Work task:
From the first line of the entries below through the line holding "Target: bald man in green vest", write out every line exactly, please, and leave out the pictures.

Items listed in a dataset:
---

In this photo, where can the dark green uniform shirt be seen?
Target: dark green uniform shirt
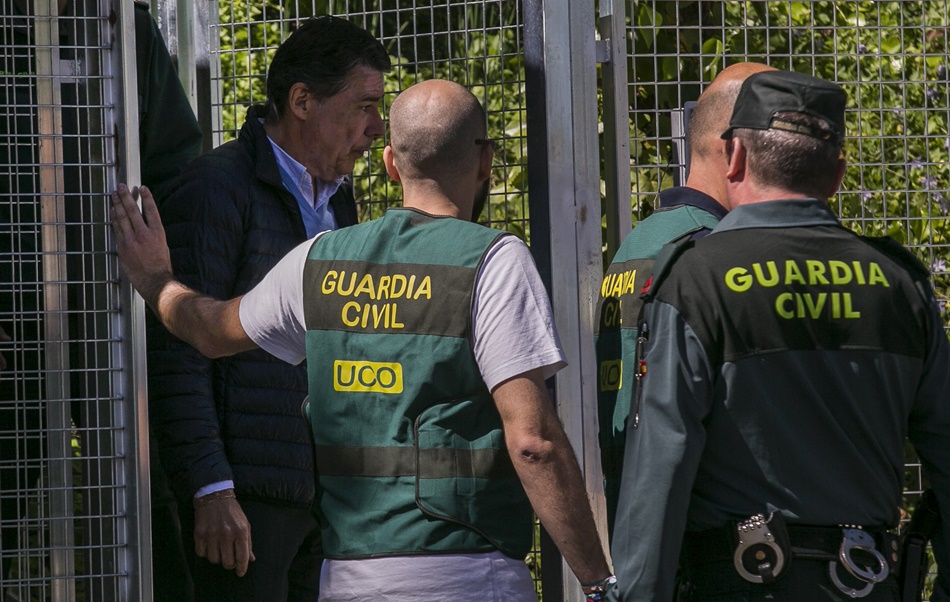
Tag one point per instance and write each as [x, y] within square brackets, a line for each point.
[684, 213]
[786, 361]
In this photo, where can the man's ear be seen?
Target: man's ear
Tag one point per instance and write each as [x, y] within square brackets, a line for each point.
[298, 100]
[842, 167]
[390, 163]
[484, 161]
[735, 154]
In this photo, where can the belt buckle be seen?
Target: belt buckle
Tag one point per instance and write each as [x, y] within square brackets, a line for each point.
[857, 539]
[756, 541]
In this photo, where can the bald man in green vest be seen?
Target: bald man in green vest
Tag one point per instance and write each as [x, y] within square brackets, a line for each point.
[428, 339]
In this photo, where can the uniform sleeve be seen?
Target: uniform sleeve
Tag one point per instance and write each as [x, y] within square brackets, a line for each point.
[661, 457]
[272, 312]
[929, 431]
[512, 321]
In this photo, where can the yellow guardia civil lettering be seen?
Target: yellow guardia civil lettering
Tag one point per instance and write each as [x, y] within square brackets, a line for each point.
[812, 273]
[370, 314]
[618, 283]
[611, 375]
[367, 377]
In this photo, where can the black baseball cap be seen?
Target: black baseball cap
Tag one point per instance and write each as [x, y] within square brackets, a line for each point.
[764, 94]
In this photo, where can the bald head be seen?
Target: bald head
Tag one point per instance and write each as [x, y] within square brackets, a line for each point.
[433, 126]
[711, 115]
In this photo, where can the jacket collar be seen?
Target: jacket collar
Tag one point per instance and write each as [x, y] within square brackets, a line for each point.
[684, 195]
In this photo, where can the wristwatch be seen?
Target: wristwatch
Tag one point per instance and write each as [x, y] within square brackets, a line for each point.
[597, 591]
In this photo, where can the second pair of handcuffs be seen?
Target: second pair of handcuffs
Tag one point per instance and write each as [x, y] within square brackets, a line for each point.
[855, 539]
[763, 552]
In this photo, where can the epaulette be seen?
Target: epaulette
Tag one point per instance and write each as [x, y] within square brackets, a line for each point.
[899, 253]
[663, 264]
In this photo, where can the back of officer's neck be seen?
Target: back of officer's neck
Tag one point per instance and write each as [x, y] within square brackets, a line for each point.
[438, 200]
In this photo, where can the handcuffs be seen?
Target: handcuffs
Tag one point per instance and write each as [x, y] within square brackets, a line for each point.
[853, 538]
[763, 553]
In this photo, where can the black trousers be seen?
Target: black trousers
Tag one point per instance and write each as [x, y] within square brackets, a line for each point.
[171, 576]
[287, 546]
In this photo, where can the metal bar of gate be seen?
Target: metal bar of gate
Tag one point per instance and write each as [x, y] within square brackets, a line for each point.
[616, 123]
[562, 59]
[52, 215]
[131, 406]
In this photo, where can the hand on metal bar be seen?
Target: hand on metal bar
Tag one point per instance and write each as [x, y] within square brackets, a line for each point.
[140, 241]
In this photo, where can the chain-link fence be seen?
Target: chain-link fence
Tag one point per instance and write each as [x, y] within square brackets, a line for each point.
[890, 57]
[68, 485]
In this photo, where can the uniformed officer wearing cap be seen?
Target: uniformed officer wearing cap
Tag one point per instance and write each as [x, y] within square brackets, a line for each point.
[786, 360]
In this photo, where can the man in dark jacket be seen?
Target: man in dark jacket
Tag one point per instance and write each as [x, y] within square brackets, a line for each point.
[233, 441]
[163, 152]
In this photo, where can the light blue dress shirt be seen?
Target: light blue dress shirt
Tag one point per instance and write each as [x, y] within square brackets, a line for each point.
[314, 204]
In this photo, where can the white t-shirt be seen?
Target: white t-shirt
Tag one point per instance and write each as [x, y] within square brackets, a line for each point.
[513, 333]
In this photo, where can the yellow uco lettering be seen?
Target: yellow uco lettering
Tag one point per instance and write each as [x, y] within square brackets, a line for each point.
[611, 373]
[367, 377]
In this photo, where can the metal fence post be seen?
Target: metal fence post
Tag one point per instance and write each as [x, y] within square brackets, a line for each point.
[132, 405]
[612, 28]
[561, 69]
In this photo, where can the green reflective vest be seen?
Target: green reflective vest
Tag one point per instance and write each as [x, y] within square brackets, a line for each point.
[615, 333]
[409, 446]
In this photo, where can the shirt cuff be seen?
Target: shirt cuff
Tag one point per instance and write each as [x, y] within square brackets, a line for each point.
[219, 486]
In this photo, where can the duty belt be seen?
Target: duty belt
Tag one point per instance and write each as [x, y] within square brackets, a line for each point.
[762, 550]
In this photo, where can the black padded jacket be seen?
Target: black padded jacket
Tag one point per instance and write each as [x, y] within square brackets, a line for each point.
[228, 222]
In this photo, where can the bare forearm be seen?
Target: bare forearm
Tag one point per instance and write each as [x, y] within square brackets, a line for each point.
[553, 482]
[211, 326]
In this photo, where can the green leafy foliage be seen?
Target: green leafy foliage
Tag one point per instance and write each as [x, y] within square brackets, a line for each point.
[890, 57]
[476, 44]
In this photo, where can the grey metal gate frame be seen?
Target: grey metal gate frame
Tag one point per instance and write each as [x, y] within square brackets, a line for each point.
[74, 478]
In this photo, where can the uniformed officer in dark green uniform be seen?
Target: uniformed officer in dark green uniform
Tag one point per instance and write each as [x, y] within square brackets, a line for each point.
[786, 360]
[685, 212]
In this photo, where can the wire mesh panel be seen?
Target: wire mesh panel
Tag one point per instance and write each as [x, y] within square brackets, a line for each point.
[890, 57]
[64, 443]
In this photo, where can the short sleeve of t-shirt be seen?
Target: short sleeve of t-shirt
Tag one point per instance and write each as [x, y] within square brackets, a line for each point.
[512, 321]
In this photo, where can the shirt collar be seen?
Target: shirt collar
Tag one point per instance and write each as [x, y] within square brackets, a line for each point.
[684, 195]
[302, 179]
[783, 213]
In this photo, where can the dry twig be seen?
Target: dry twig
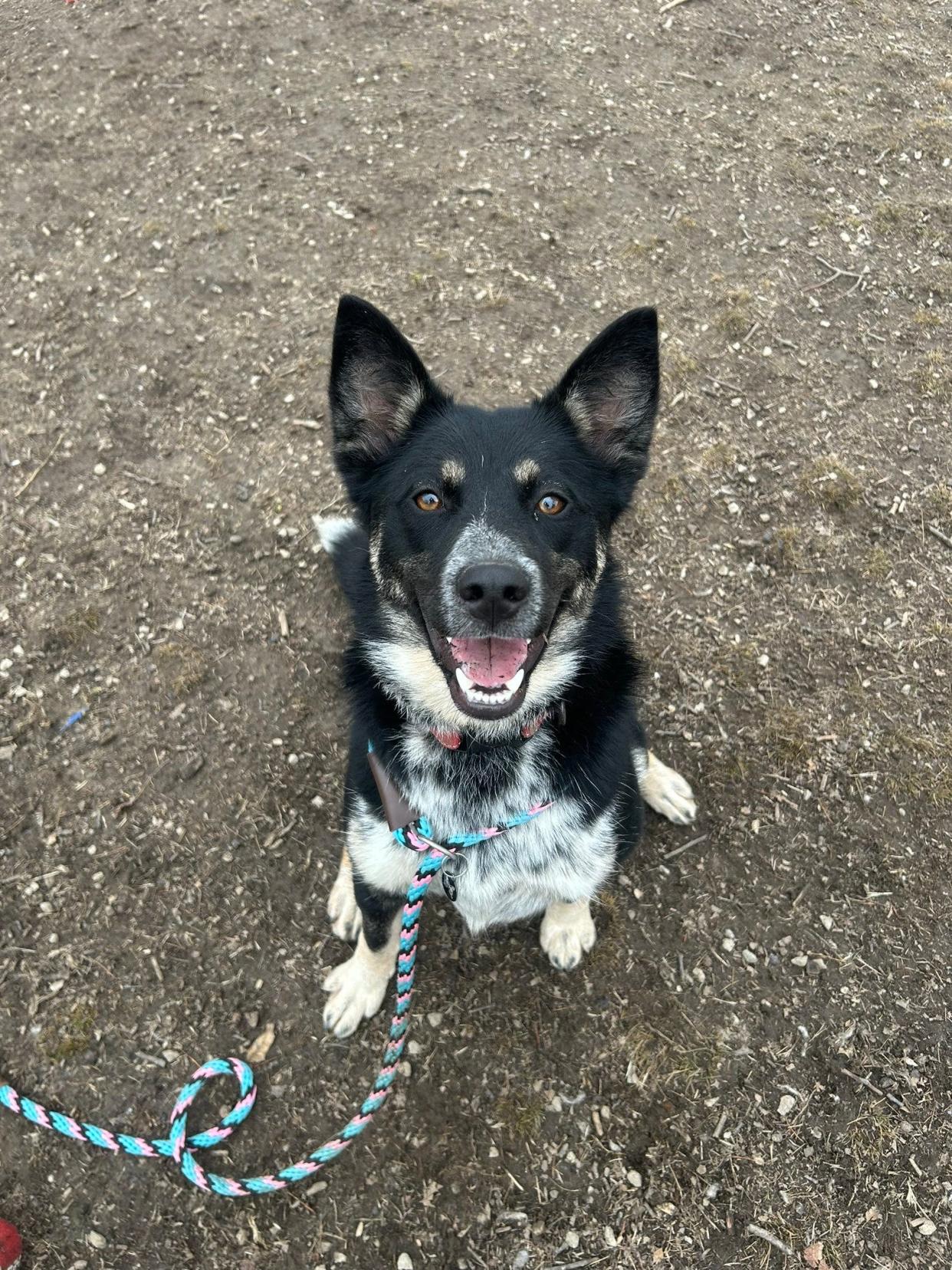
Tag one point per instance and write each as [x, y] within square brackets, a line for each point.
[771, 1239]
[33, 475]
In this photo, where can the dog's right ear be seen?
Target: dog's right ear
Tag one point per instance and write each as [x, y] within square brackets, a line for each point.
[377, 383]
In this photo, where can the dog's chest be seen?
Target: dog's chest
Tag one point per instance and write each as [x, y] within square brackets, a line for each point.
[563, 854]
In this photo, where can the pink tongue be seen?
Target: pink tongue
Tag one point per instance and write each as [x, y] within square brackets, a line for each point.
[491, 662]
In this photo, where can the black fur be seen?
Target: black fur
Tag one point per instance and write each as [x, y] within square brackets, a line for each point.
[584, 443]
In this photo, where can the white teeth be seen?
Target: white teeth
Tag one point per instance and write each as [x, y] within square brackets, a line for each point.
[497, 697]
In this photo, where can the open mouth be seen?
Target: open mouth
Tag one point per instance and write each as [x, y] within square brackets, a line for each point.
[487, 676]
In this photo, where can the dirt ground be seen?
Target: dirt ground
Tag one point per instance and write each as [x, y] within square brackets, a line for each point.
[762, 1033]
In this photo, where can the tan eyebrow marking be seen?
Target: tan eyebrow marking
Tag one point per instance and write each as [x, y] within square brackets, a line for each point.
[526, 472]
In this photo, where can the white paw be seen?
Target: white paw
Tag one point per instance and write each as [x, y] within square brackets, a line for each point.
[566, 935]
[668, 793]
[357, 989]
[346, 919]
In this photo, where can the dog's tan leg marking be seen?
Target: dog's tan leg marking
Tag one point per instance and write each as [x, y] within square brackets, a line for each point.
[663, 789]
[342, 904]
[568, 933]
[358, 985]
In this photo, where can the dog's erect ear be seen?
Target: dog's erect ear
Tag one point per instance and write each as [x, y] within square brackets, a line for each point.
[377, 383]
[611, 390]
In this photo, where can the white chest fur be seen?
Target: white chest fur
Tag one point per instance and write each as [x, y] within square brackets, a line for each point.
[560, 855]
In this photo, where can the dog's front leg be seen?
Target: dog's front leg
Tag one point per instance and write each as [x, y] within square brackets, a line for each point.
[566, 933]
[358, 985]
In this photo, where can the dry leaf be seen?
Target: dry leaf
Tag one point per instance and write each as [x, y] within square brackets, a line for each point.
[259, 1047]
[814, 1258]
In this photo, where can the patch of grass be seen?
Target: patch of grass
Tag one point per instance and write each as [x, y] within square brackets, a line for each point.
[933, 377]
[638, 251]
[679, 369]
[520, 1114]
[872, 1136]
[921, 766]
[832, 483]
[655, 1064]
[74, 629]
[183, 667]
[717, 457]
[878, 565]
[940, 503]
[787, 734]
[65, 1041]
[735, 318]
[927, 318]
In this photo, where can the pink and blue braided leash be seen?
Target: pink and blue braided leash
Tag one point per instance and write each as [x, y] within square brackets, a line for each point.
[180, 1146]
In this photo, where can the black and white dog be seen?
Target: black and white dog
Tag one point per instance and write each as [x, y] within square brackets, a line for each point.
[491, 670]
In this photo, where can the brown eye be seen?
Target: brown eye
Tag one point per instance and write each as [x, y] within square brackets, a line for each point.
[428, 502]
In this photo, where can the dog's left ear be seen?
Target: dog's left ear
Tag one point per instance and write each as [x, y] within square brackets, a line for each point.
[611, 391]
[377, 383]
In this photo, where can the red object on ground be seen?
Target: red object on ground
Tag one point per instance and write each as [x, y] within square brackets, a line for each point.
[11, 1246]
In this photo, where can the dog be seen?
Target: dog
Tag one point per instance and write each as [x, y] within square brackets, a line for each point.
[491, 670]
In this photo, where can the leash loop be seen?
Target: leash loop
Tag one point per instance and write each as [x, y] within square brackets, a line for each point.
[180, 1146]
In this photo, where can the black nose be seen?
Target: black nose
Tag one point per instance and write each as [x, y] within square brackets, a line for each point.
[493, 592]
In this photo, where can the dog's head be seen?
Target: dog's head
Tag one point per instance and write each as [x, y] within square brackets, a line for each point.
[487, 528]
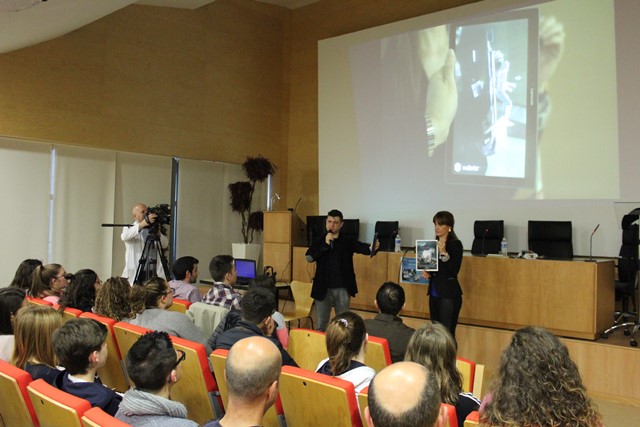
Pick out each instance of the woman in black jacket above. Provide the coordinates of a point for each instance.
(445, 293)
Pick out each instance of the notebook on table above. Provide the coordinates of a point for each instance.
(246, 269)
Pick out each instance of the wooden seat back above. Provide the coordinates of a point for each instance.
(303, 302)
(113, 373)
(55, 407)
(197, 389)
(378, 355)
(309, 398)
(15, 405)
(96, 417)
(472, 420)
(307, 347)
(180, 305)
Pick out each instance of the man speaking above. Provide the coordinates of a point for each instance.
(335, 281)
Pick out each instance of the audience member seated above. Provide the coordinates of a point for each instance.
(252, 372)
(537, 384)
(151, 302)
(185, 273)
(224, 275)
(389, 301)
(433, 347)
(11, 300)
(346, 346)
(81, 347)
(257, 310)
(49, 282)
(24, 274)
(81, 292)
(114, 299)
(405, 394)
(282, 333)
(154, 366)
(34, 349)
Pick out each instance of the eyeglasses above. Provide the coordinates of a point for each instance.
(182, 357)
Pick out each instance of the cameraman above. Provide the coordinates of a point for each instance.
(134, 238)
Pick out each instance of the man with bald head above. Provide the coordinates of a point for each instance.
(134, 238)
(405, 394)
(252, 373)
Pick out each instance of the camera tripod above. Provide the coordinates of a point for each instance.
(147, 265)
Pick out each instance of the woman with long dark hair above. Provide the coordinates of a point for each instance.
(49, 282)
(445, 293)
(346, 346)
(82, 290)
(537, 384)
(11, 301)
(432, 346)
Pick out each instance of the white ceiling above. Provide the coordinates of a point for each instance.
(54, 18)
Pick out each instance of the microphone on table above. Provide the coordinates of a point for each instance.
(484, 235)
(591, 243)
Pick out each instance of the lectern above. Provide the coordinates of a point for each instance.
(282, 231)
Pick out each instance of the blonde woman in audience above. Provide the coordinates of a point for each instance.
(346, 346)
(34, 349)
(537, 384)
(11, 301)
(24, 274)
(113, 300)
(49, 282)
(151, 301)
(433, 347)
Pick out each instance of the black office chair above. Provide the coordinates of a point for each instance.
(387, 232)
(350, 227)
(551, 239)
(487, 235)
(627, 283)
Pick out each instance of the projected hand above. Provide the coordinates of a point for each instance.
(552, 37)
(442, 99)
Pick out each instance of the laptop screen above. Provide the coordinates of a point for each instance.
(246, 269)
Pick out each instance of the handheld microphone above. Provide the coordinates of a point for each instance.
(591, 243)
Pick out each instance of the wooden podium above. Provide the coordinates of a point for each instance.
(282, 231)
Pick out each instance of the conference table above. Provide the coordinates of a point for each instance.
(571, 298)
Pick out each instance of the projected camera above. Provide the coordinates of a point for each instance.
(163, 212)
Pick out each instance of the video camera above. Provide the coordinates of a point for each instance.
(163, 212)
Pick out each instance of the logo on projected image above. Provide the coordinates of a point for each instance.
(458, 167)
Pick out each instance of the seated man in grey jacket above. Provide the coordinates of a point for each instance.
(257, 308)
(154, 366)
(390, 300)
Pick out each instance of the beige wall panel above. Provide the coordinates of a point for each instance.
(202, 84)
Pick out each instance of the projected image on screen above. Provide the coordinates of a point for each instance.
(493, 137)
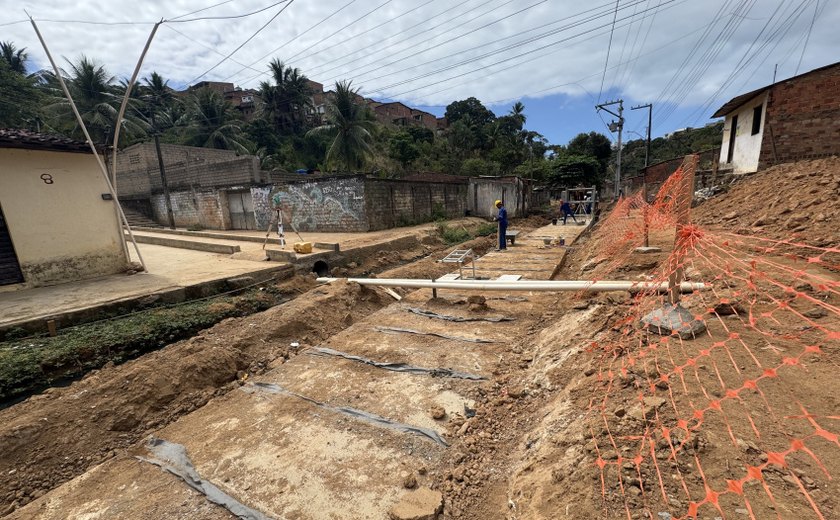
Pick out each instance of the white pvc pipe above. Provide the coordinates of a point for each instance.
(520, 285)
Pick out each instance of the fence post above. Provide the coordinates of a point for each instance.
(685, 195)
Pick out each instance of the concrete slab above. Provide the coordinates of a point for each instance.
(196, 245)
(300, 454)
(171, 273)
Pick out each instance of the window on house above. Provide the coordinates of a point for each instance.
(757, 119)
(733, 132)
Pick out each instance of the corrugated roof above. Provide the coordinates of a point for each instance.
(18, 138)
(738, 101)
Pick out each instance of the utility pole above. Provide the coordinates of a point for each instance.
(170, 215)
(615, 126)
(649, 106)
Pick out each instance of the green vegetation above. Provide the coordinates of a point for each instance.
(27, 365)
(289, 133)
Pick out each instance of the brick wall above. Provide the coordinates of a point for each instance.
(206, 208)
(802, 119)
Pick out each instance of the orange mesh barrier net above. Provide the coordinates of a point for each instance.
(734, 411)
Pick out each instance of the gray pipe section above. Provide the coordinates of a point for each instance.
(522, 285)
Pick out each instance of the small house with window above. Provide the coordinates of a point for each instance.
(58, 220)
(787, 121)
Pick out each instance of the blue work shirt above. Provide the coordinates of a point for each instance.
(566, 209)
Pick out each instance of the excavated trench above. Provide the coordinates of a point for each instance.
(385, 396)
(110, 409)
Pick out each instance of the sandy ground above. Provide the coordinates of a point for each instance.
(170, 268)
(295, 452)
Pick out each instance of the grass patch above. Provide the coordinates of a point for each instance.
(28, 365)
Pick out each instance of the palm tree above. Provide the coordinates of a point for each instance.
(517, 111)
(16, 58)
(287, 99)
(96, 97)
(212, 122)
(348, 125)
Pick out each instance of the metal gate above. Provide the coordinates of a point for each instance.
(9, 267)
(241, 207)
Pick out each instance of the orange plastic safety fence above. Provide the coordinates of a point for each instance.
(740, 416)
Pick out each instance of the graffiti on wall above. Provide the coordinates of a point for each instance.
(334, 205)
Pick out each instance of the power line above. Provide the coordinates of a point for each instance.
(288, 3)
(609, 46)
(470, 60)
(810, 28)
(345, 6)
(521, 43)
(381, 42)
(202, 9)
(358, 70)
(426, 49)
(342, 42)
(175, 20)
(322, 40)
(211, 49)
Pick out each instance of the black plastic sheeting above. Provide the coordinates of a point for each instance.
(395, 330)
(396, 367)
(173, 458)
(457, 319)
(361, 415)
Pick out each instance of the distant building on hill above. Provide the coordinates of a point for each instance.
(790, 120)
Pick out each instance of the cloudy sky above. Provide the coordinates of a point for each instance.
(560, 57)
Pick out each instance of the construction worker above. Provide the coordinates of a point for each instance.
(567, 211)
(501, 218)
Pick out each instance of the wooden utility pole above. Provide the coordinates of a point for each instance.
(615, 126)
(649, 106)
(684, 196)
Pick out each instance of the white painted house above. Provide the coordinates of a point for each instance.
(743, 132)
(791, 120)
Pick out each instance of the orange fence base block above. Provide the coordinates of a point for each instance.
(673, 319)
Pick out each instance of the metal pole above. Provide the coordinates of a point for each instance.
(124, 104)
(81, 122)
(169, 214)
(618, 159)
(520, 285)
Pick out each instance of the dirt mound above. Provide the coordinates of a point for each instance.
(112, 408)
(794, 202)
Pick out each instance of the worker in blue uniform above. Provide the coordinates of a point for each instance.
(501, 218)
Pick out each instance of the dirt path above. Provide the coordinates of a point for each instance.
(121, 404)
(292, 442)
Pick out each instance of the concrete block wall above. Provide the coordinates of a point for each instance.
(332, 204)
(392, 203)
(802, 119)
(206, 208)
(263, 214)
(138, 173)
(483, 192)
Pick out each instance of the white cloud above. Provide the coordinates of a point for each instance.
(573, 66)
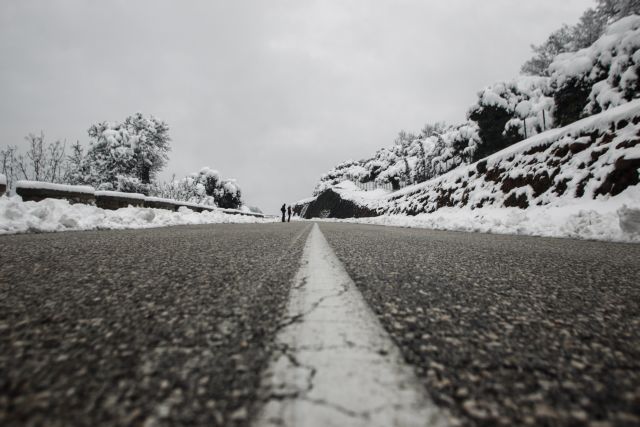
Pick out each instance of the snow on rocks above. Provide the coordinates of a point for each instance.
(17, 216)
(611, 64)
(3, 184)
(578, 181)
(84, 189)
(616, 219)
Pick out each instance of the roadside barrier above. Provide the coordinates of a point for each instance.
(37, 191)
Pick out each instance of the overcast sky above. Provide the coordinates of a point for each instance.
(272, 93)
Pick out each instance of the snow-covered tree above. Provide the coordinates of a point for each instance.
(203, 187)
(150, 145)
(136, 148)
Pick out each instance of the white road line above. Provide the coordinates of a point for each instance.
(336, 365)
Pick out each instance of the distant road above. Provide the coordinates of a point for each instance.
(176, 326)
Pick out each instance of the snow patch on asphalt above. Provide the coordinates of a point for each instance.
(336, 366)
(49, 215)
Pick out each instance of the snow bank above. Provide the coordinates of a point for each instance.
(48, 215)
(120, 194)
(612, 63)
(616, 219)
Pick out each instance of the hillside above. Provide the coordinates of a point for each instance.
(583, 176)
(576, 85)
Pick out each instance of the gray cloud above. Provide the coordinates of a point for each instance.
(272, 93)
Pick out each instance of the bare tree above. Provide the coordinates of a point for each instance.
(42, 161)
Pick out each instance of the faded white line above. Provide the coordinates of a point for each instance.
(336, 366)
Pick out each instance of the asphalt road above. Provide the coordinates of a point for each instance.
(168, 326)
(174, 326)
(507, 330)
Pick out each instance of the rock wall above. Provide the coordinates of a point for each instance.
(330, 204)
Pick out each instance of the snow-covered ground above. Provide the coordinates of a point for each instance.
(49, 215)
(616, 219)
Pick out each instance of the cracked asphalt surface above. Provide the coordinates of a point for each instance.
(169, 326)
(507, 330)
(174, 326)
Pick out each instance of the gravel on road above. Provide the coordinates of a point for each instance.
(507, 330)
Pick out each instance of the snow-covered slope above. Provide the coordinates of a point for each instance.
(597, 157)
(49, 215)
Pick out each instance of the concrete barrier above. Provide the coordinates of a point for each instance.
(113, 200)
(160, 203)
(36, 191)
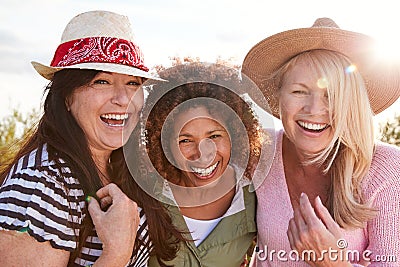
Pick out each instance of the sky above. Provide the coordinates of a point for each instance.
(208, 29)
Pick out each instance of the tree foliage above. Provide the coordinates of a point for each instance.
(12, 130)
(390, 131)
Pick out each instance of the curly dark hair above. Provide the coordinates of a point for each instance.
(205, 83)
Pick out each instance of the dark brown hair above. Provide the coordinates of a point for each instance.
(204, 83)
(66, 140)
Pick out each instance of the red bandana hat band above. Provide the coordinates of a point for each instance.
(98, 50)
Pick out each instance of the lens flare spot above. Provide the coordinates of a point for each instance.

---

Result below:
In this photo, where can the dark green uniform shirt be seen?
Target: dark green uniform shirt
Tag one point per instance and write each as [x, y] within square brackets, a line for each point.
[684, 213]
[786, 361]
In this photo, where can the man's ear be seen?
Target: man's ear
Tag one point per instance and write each as [x, y] within square brackets, a line for each point.
[298, 100]
[842, 167]
[390, 163]
[484, 161]
[735, 154]
In this photo, where can the belt buckle be seen?
Target: belt buckle
Tag one point per instance and write each as [x, y] within square brackets, a line for each point.
[857, 539]
[756, 541]
In this photo, where can the bald man in green vest be seen?
Target: bald man in green vest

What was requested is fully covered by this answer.